=== Input data ===
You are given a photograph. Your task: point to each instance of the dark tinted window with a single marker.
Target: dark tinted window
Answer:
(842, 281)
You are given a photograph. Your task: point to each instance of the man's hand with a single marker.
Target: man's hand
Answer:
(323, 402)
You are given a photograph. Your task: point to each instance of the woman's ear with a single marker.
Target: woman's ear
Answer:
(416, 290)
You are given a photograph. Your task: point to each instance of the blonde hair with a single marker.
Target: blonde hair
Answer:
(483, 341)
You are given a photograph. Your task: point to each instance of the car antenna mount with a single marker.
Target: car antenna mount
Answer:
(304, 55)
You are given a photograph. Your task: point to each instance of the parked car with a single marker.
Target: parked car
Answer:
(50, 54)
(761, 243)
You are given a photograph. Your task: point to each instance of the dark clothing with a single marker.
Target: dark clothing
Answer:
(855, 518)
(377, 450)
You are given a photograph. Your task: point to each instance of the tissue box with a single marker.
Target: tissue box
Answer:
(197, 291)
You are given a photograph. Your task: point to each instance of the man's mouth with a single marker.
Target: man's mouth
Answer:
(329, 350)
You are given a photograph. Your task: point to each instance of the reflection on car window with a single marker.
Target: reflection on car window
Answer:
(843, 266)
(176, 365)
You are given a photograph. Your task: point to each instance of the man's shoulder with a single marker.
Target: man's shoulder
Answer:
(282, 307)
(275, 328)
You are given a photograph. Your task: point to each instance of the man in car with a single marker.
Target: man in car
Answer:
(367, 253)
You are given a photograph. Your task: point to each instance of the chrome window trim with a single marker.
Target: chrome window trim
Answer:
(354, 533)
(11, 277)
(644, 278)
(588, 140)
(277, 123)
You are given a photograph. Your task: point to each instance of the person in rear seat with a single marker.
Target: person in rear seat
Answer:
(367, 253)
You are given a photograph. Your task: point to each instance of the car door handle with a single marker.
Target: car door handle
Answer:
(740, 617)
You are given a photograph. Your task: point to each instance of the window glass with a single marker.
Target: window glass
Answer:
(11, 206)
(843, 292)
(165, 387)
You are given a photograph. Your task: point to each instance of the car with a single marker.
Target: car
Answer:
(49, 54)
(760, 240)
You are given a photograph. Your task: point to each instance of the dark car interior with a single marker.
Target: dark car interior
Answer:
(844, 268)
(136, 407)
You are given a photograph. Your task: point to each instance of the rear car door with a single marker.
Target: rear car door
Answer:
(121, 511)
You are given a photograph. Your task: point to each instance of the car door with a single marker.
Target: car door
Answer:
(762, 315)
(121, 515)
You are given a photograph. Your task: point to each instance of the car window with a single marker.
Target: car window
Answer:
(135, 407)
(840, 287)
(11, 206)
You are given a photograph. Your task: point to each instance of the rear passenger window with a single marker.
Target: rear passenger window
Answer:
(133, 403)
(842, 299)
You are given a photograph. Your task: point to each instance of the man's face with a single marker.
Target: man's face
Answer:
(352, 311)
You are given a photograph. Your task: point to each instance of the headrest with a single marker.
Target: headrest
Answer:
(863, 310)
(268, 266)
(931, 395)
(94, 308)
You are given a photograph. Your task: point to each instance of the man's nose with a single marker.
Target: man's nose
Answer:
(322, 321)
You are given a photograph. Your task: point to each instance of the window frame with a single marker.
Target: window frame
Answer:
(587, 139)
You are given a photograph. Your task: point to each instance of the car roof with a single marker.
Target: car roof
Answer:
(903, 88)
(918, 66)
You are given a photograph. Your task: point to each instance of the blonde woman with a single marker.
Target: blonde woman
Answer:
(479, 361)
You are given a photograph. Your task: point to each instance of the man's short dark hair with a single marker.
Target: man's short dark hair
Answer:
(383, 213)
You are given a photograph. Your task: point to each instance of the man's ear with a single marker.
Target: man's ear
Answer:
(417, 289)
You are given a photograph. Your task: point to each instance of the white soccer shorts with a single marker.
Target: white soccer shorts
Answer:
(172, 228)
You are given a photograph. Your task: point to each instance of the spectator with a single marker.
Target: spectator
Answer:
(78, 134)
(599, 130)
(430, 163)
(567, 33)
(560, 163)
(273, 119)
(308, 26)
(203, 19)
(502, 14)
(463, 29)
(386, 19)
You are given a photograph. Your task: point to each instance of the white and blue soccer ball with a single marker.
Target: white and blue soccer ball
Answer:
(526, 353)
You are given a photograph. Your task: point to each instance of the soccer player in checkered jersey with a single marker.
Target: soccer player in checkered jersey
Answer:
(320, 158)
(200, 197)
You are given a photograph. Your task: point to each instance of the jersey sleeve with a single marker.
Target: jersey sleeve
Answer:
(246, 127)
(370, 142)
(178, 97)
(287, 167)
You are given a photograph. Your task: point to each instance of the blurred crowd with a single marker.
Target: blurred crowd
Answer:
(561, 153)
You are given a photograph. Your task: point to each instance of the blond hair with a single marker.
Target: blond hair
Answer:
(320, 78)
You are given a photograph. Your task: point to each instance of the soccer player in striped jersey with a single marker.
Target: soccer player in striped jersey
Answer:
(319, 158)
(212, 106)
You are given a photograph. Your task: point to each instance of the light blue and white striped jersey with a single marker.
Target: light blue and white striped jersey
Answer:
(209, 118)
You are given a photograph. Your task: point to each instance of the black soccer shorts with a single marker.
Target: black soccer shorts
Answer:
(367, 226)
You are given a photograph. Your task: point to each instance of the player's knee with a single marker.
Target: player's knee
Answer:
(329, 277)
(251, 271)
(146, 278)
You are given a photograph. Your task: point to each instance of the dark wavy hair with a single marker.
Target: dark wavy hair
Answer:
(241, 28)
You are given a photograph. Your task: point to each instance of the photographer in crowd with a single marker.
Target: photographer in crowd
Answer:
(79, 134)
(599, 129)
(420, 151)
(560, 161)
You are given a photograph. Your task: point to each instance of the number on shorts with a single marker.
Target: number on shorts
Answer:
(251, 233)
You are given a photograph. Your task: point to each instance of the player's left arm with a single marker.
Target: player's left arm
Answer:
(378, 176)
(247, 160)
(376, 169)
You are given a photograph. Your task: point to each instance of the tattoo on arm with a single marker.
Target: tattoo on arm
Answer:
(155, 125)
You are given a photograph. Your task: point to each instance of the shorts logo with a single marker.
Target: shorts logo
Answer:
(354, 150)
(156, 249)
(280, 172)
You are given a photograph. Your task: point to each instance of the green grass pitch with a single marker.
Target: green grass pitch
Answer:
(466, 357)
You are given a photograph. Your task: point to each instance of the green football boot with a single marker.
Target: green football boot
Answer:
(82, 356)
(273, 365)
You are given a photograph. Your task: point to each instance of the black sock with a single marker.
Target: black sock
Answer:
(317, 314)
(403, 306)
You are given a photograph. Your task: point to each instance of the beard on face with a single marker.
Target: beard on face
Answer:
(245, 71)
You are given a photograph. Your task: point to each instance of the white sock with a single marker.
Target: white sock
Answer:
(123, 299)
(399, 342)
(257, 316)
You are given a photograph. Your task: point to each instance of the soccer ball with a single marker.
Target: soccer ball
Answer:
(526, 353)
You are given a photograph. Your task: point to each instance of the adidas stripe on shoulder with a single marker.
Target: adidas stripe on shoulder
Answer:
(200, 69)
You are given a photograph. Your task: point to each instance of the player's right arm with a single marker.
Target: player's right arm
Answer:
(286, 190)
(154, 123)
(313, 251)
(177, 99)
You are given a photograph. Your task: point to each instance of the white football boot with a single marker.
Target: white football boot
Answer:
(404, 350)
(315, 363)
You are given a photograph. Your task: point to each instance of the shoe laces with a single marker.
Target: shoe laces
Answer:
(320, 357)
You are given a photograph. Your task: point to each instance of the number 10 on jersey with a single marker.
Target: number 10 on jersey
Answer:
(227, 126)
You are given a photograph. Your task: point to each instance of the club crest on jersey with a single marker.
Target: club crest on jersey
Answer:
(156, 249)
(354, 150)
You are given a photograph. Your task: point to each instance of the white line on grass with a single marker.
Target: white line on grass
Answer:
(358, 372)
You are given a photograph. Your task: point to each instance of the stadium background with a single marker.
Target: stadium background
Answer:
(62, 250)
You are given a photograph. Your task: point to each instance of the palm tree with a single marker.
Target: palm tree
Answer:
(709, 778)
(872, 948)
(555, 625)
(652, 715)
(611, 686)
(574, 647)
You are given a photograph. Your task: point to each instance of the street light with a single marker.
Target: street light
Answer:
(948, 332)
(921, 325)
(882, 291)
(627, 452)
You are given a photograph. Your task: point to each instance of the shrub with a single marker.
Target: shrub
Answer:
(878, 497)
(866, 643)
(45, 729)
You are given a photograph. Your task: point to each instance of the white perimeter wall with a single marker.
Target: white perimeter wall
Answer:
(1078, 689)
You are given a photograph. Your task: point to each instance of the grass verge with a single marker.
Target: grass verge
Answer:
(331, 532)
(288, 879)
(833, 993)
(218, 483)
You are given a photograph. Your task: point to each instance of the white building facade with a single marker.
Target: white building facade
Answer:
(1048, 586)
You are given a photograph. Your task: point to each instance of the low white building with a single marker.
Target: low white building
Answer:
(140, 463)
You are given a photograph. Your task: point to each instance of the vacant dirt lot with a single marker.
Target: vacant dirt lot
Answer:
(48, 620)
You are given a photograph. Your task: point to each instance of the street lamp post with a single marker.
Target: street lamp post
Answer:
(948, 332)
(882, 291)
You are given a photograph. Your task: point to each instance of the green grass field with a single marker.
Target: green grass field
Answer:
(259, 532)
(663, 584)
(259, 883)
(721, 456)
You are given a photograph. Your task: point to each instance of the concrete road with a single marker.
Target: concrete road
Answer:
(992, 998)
===
**What is needed:** In the entries above, tally the lines containing the word "road" and return only the tally.

**Exercise answer:** 2